» WORK TO COMPLETE: All entries should be copied exactly, none left out.

══ RAW DATA ══

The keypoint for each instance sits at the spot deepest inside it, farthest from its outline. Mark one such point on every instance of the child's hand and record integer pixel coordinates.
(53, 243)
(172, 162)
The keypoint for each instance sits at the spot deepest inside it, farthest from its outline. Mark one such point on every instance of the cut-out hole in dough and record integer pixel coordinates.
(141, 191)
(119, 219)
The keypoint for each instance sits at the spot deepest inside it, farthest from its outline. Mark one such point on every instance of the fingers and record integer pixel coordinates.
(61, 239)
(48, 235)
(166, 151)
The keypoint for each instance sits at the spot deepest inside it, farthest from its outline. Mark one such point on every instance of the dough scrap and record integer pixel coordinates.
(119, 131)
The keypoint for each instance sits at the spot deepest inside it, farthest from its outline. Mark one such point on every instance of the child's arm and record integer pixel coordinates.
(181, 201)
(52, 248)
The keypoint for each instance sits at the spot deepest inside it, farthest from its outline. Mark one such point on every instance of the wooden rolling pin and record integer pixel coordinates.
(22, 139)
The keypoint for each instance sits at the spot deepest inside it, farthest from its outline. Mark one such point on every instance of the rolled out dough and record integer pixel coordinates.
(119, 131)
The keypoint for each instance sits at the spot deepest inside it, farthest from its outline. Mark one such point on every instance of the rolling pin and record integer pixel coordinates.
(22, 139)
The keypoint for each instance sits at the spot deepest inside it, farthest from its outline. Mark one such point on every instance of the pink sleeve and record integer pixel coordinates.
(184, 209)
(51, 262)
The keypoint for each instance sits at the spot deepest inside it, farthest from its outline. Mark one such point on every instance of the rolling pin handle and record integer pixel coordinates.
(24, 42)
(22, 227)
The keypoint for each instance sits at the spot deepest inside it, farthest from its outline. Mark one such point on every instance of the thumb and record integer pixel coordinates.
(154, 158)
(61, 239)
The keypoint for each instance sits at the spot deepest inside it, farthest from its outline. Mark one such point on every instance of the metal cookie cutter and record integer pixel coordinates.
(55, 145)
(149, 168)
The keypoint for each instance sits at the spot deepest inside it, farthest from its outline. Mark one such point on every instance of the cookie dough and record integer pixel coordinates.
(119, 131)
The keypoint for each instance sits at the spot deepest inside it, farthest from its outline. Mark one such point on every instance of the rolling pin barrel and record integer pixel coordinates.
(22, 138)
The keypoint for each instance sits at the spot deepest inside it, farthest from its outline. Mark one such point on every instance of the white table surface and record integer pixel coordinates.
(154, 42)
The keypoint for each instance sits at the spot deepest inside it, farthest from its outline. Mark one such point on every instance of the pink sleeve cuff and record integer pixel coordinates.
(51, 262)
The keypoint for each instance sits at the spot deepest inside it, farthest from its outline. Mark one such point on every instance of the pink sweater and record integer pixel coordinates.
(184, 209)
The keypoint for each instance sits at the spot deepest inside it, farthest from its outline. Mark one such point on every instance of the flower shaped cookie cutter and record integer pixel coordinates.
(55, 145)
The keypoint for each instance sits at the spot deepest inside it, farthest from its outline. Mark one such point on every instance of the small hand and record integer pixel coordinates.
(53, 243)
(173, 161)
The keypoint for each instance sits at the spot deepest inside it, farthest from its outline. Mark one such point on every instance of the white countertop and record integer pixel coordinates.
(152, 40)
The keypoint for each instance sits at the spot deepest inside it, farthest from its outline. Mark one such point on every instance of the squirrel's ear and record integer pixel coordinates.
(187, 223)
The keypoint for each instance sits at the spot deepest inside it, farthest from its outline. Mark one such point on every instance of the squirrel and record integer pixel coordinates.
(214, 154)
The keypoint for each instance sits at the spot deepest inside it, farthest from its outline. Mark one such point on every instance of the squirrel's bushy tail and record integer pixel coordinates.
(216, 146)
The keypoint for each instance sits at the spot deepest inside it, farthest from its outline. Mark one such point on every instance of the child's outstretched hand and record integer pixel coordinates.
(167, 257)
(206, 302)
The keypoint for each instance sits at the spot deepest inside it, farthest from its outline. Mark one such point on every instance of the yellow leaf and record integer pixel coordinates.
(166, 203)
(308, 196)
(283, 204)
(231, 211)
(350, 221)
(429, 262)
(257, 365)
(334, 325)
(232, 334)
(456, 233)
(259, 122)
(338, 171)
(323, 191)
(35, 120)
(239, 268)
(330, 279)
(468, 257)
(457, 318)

═══

» ANSWER TO THIS EXERCISE:
The keypoint for each instance sits at the spot deepest inside it, farthest from its outline. Mark one such point on every instance of the child's hand and record integer pixel coordinates.
(53, 243)
(172, 162)
The keypoint for each instance sits at the spot deepest inside it, farthest from its outline. Mark one such point on every instance of the cut-out hole in dough and record integer pixel coordinates.
(141, 191)
(119, 219)
The keypoint for each instance sits at the spot deepest inside it, farthest from its outline. Mark one such point on every instance of the fingers and record integer pixel coordinates.
(61, 239)
(48, 235)
(166, 151)
The keypoint for each instance sits at the spot deepest inside it, farthest from its outline. Mark one such point on every instance of the dough scrap and record integer pixel coordinates.
(119, 131)
The keypoint for each instance sits at the spot deepest inside it, farthest from its outline. Mark one such point on every instance of the child's arm and record integer pixel coordinates.
(181, 201)
(52, 248)
The keypoint for each instance sits at the spot deepest inside it, farthest from its outline. Mark one such point on every instance of the wooden rolling pin and record integer pixel coordinates.
(22, 139)
The keypoint for each instance sits at the spot deepest inside it, farthest from its outline. Mark one such point on every instance of the rolled out dough and record integer pixel coordinates.
(119, 131)
The keypoint for each instance sits at the spot deepest inside it, farthest from its outline. Mark one such point on every instance of the rolling pin and record integer pixel coordinates.
(22, 139)
The keypoint for each instance sits at the spot deepest inside it, farthest from its outline. Mark one such point on every instance of the pink sleeve and record integer pixel coordinates.
(184, 209)
(51, 262)
The keypoint for each instance sits at the spot deepest inside it, farthest from its outline. Mark one such point on every instance of the rolling pin handle and record integer pixel coordinates.
(24, 42)
(22, 227)
The keypoint for each instance sits at the spot deepest inside it, farthest from its outline. Mark one such point on every instance of the thumb and record integer pixel coordinates.
(154, 158)
(61, 239)
The keypoint for each instance sits at the spot deepest inside it, farthest from its outline. Mark one such point on every instance of the metal cookie cutter and record integer pixel coordinates.
(55, 145)
(149, 168)
The keypoint for each instance sits at the spot deepest inside it, farthest from its outline. Mark one such point on every instance of the cookie dough and record integer pixel coordinates.
(119, 131)
The keypoint for each instance sits at the spot deepest inside it, farthest from its outline. Mark one such point on every instance of the rolling pin barrel and record integer pixel coordinates.
(22, 138)
The keypoint for each instance sits at the spot deepest inside it, farthest from its outline. Mark one such point on every instance of the white table surface and record integer pixel coordinates.
(154, 42)
The keypoint for each instance sits at the spot deepest inside it, farthest from its outline. Mark one such point on every instance of the pink sleeve cuff and record integer pixel coordinates.
(51, 262)
The keypoint for each instance sits at the spot deepest inside it, farthest from its outline. Mark one such point on every instance of the pink sweater and record integer pixel coordinates.
(184, 209)
The keypoint for each instance sits at the spot deepest inside it, farthest from its outline. Mark one such point on every instance of the flower shaped cookie cutter and record integer pixel coordinates.
(55, 145)
The keypoint for each instance sits at the spot deepest inside it, farthest from its outline. Mark one such point on every instance of the small hand and record integer pixel coordinates.
(53, 243)
(173, 161)
The keypoint for each instance sits at the spot deepest inside it, farthest from its outline. Mark one such point on every instance of the white countertop and record integer pixel coordinates.
(152, 40)
The keypoint for each instance sits at the spot deepest inside it, farthest from its outline. Mark one such point on every instance of the squirrel's ear and record integer pixel coordinates.
(187, 223)
The keypoint for each instance sits at the spot deepest inside it, farthest from its outline. Mark one such point on every instance of the squirrel and record integer pixel coordinates.
(214, 154)
The keypoint for each instance sits at the spot deepest inside it, farthest from its outline. Mark one such point on every instance of the squirrel's bushy tail and record integer pixel coordinates.
(216, 146)
The keypoint for each instance sits at the spot deepest inside it, farthest from its outline. Mark one such point on every instance of the child's outstretched hand and record integer pixel coordinates.
(167, 257)
(206, 302)
The keypoint for each instance sits at the spot deepest inside it, farthest from its outline. Mark one such point on every instance of the yellow leaf and record integer pixel coordinates.
(166, 203)
(308, 196)
(283, 204)
(231, 211)
(350, 221)
(429, 262)
(257, 365)
(334, 325)
(232, 334)
(456, 233)
(259, 122)
(338, 171)
(323, 191)
(35, 120)
(239, 268)
(330, 279)
(468, 257)
(457, 318)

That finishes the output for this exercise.